AUSWAHL

┌────────

Ich habe geträumt, dass ich eine andere Frau geküsst habe


Welle um Welle rauschte bunt durch die Decke über uns. Hitzig schwül warm trug ein Wind durch die Laken. Vernäht zu einem einzigen Meer, überschlugen sich über uns die Seidentücher und wildwachsenden Texturen. Wo Seerosen untergehen und Goldfische auftauchen, brechen in gestickter Gischt die Farben, nur um sich in neue Muster zu werfen, gleichförmig der Art, in der ich mich gebettet hatte. Schemenhaft vermochte ich zu erkennen, wie einzelne Pfosten, wie sie auch eine Ruhestätte tragen könnten, das Meer über diesem magischen Ort hielten.

Mit meeressalziger Note, umgriff ein anderer Sinn meine Augenlieder, zog sie sanft hinab und öffnete mir einen anderen Winkel dieses Ortes. So scharten sich um mich eine Wolke aus spielenden Kindern, die sich im fröhlichen Spiel jagden, fingen, nur um wieder von vorn zu beginnen. Koriander, Basilikum, Harissa und Curry sind ihre Namen gewesen, die mein Geist immer rief, sobald sie nur leicht die freundschaftlich geöffneten Armen meiner Wahrnehmung berührten.

Und auf einmal war da Lachen. Ein herzliches vereinigendes Lachen, aus ungezählten Gesichtern, denen ihre begrüßende Gestik anzuhören war. Und Sprechen und Rufen, das mich wie eine Mutter wiegte. Auf und ab im Klang von befreundeten Worten, schelmischen Verhandlungen und Freude des Wiedersehens und Findens.

Es ist wie ein Wachwerden, als sich meine Sinneseindrücke wieder verknüpfen und ich in ganzer Breite meiner Wahrnehmung erkenne, dass ich auf einem Basar, tief in einer, von meinen geringen Kenntnissen über persische Architektur gebauten, Siedlung stehe und um mich herum das Leben explodiert.

└────────

AUFGABENSTELLUNG
Erläutere anhand der Auswahl oben, weshalb der Moment im letzten Absatz „wie ein Wachwerden“ ist.

Einträge des Pointing-Datensatzes
┌────────

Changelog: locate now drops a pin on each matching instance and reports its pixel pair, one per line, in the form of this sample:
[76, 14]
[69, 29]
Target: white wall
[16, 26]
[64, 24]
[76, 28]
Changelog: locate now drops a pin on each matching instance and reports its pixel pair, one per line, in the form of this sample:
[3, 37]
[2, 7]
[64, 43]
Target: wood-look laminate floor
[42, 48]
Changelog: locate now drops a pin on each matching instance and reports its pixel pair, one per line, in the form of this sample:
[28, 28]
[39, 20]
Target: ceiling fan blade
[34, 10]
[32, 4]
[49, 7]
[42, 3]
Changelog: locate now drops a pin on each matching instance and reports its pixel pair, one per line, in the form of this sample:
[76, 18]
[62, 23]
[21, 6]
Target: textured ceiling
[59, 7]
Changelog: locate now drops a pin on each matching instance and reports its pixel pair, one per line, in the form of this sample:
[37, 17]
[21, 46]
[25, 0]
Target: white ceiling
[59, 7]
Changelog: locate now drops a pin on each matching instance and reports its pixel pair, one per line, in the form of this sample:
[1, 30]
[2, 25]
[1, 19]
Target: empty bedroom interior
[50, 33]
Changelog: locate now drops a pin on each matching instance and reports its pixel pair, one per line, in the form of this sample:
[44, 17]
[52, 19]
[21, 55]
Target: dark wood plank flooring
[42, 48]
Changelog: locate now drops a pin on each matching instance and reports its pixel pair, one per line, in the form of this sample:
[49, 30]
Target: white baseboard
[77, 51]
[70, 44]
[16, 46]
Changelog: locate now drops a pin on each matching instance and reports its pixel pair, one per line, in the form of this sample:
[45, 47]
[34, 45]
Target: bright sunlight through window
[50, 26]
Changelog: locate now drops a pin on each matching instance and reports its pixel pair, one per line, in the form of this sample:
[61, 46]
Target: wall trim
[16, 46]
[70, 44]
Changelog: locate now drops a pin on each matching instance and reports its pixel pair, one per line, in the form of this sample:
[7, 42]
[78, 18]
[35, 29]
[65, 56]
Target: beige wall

└────────

ERGEBNIS
Die Sinneseindrücke verknüpfen sich wieder, sodass das erzählende Ich in ganzer Breite seiner Wahrnehmung erkennt, wo es sich befindet. Es steht auf einem Basar tief in einer Siedlung, und um es herum explodiert das Leben.